- EXCERPT PROVIDED

══════

Wow you got fancy there at the end with GUI tools and everything
- Something I always did wonder about chip design. How accurately do you feel like you understand a chip's performance characteristics when you just have the design specs for it, vs. a manufactured chip? Do you need intermediate prototyping physically manufactured implementations to test design ideas or can you pretty easily stay on the abstract level right up to the point you begin manufacturing what will effectively be the final chips barring minor revisioning changes subject to final testing?
We were always pretty accurate, keeping in mind that in the real world the performance of manufactured parts forms a bell curve - some always run better than others. You typically try to model the performance of where you think the middle of the distribution will be, and you miss by a bit, but you’re usually not too far off.
The way it works is you have SPICE models that describe the mathematical behavior of transistors. For the full-custom parts of the chip (oscillators, RAMs, PLLs, I/O drivers) you use SPICE as your tool to confirm the performance.
For the rest, we use “standard cells,” each of which is a specific logic gate with a specific layout. For example, you might have a dozen different 2-input NAND cells, each with a different set of transistor sizes and different layouts. You “characterize” these cells using automated tools with the spice models, to create tables. One column of the table is the 20%-80% rise or fall time for a particular input. The next column is the 20-80% rise or fall time for a particular output. There may be different tables corresponding to different alternate inputs. In other words, the behavior with respect to a transition on pin A may vary depending on the state of input pin B. Some people use percentages other than 20-80%.
Anyway, you make these tables.
You do your placement of the cells and route all the wires between them, then you do parasitics extraction. This involves an automatic tool that calculates resistances and capacitances due to the wires, and creates, effectively, a giant model of the circuit with pins of cells connected by RC networks.
You feed that into a ”static timing analyzer” that calculates how fast each cell output transitions based on its load, how long it takes the signal to propagate to the inputs of the next cell, and what the waveform looks like at that next input. It involves calculating the moments of the circuit equation. We used a tool from Synopsys called Primetime to do this. You feed that tool your constraints - “this signal has to be ready by such and such a time, or the chip won’t work.” It spits out a list of paths that take too long.
I came up with my own static timing algorithm, roughly based on an algorithm called AWE (asymptotic waveform evaluation) and built it into my graphical tool. I also built in a rough parasitics extractor (based on some work I had done years earlier at RPI), so when you moved cells around, it would guess at the new wiring, and very roughly estimate the new RC network. It would then tell you the new timing. You could even click on a cell and say “optimize size” and it would figure out the size of cell that would produce the best timing - making it bigger speeds up downstream logic, but means you put more load on upstream logic, so it was a fun optimization problem. It worked very well, and matched Primetime exactly as long as you gave it the same input (e.g. your extraction was accurate). It was pretty good considering I was a solid state physics guy and had never coded much in C in my life (and, in fact, I had never finished a coding or computer science class. I tested out in high school, and in grad school I enrolled in a bunch, but when I passed my doctoral oral exam on computer science I dropped them all).

══════

- INPUT DATA
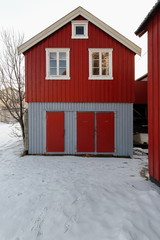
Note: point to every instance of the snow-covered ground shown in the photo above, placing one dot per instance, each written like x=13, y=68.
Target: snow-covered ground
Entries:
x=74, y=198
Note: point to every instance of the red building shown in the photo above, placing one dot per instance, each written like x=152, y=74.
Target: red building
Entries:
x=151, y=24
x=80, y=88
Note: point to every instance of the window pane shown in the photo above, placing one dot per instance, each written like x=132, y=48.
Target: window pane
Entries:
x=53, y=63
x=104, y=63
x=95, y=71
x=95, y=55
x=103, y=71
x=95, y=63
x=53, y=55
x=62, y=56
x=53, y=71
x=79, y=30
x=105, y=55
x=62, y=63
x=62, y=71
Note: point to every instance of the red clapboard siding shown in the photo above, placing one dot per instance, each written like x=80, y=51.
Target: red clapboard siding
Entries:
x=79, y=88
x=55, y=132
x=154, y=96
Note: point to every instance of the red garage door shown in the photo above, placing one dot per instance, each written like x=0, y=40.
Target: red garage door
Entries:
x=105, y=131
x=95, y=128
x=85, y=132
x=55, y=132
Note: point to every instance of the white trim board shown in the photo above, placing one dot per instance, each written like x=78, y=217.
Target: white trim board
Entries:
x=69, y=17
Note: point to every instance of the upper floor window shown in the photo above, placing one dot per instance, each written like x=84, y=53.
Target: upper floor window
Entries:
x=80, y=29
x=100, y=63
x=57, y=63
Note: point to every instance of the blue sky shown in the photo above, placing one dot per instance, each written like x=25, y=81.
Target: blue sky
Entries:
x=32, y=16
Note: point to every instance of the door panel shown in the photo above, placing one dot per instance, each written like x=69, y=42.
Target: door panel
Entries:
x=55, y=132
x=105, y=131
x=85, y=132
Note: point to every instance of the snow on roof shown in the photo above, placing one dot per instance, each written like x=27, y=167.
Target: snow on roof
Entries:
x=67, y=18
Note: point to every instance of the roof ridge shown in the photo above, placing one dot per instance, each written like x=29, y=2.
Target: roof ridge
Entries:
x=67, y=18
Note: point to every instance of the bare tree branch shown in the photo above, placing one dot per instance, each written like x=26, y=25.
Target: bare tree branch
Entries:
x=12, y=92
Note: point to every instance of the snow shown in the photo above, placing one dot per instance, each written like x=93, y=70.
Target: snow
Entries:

══════

- TASKS FOR THIS EXERCISE
A: Check these statements against the text on chip timing: (i) the parasitics extraction tool calculates resistances and capacitances due to the wires; (ii) the Synopsys tool used for static timing was called AWE; (iii) the writer finished a computer science class in high school. Answer yes or no for each, quoting the words of the text that decide it.
B: Reproduce the part of the text on chip timing that begins at the words "We were always" and ends after the words "confirm the performance.".

- RESPONSES
A:
(i) Yes: "This involves an automatic tool that calculates resistances and capacitances due to the wires"
(ii) No: "We used a tool from Synopsys called Primetime to do this."
(iii) No: "I had never finished a coding or computer science class"

B:
We were always pretty accurate, keeping in mind that in the real world the performance of manufactured parts forms a bell curve - some always run better than others. You typically try to model the performance of where you think the middle of the distribution will be, and you miss by a bit, but you’re usually not too far off.
The way it works is you have SPICE models that describe the mathematical behavior of transistors. For the full-custom parts of the chip (oscillators, RAMs, PLLs, I/O drivers) you use SPICE as your tool to confirm the performance.